Please repeat the entries word for word and keep the images out.

(INPUT DATA)

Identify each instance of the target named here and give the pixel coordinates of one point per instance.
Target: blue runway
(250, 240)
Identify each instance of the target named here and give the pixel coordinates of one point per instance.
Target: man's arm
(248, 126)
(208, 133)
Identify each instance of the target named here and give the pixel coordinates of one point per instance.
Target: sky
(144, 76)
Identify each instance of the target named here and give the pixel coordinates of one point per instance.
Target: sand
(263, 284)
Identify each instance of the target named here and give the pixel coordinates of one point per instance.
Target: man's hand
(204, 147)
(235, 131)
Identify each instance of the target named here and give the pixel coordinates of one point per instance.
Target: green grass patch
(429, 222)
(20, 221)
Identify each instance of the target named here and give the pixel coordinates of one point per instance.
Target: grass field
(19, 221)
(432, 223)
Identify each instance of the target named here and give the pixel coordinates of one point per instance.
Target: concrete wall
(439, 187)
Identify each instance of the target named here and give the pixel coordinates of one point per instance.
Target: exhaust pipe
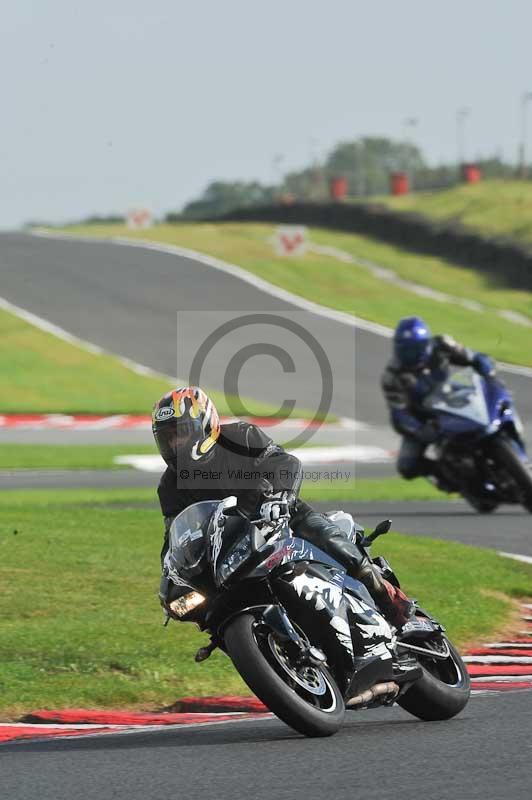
(379, 690)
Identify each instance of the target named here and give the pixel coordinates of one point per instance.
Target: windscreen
(188, 539)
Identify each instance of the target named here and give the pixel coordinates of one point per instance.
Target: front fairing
(186, 559)
(463, 405)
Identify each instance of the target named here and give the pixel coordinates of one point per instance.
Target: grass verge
(353, 289)
(79, 617)
(44, 374)
(494, 207)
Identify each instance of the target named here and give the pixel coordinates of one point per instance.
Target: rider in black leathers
(420, 362)
(209, 461)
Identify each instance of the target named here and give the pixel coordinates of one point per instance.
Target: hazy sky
(108, 105)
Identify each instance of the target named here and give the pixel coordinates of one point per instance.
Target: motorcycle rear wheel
(443, 690)
(306, 699)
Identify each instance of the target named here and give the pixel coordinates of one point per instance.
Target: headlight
(236, 556)
(518, 424)
(187, 603)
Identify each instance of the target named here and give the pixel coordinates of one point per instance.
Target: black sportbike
(306, 638)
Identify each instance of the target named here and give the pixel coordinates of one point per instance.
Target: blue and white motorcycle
(480, 446)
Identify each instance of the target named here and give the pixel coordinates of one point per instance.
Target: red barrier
(471, 173)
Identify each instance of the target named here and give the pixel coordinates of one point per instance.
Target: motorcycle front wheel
(305, 697)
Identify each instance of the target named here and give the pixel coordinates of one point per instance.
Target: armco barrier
(504, 260)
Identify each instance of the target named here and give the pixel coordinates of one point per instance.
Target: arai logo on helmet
(164, 413)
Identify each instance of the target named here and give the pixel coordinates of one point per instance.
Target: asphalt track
(483, 754)
(125, 300)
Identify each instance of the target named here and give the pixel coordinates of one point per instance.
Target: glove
(484, 365)
(276, 507)
(428, 432)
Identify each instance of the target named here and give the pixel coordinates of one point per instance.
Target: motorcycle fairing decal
(370, 628)
(343, 633)
(463, 396)
(323, 593)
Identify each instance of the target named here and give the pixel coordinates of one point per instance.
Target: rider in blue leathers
(421, 361)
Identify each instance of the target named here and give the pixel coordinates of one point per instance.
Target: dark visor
(175, 438)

(End INPUT DATA)

• [ANSWER SECTION]:
Identify each instance of the target named here and give the pixel coordinates of one point per instance.
Target: blue runway
(250, 240)
Identify each instance of the target named here and give the pixel coordinates of one point per instance.
Target: man's arm
(248, 126)
(208, 133)
Identify each instance of the target named here and give the pixel coordinates of one point per instance.
Target: sky
(144, 76)
Identify each instance of the target named here and give the pixel coordinates of one point per instance.
Target: sand
(263, 284)
Identify each instance of the target named here and give the pixel coordinates of one point per instance.
Target: man's hand
(204, 147)
(235, 131)
Identify each instance of the target named here and give the pixel coordinates of one point per instance.
Target: green grass patch
(429, 222)
(20, 221)
Identify each instance of the target named here and give the pixel coordinates of one point per instance.
Target: grass field
(19, 221)
(432, 223)
Identify each instance of the target named here and give the pixel coordinates of one point per instance.
Target: concrete wall
(439, 187)
Identify each instance of the target named here and give the pixel coordinates of one point per instance.
Target: exhaust pipe
(379, 690)
Identify each instance of the target named here and give the pixel coordinates of one point per instance.
Target: windscreen
(188, 539)
Identify each instance of the target named here and give the pixel coordinates of one point per instance.
Target: front fairing
(186, 559)
(463, 405)
Identify each instance of the target named here and give the pixel coordinates of one point per instance.
Target: grass verge
(353, 289)
(79, 617)
(44, 374)
(494, 207)
Identify each instance of the target named here and give the pixel coordinates of one point per instance.
Target: rider in black leathers
(420, 362)
(209, 461)
Identify each instance of the target named here and give the pixel coordinates of one point per instance.
Target: hazy sky
(108, 105)
Identify each instance of the target named here and give the pixel coordinates of one point per instance.
Target: motorcycle rear wheel
(443, 690)
(306, 699)
Identify each instance of the target named here and give the pixel coordinates of one point per instance.
Target: headlight
(236, 556)
(518, 424)
(187, 603)
Identify each instance of the target named here and give the pixel coordinates of one point per instance.
Target: black sportbike
(306, 638)
Identify each instance of the target named here and give the pixel coordinates of one point per instance.
Target: blue and white motorcycle
(480, 446)
Identify each instance of the target named here and give the pixel coordinates of one point per instance.
Target: red barrier
(471, 173)
Identify each instance of the target named here and give the pixel coordinates of one point per instance.
Target: motorcycle front wheel
(305, 697)
Identify each instance of the target named here and give the pixel coordinates of one point per instance.
Target: armco barrier
(504, 260)
Identify each instance of the target named here and give the pixel coordinates of one point per instance.
Target: arai logo on helmet
(164, 413)
Identify each instance of the target named here and give the pixel coordinates of one point per instance.
Target: asphalt track
(483, 754)
(125, 300)
Identify each instance of the target named here and give the pixel coordinates of one point per instance.
Target: glove
(484, 365)
(276, 507)
(428, 432)
Identify each instance of the target named here and give the pixel coordinates of one point per instance.
Target: motorcycle fairing decal
(370, 628)
(343, 633)
(463, 396)
(323, 593)
Identify each instance of the target named here and give the pixel coordinates of one point per instance.
Target: rider in blue leathers
(421, 361)
Identify each instance of the target named here and give the pixel coordinates of one point per instance.
Target: dark visor
(175, 438)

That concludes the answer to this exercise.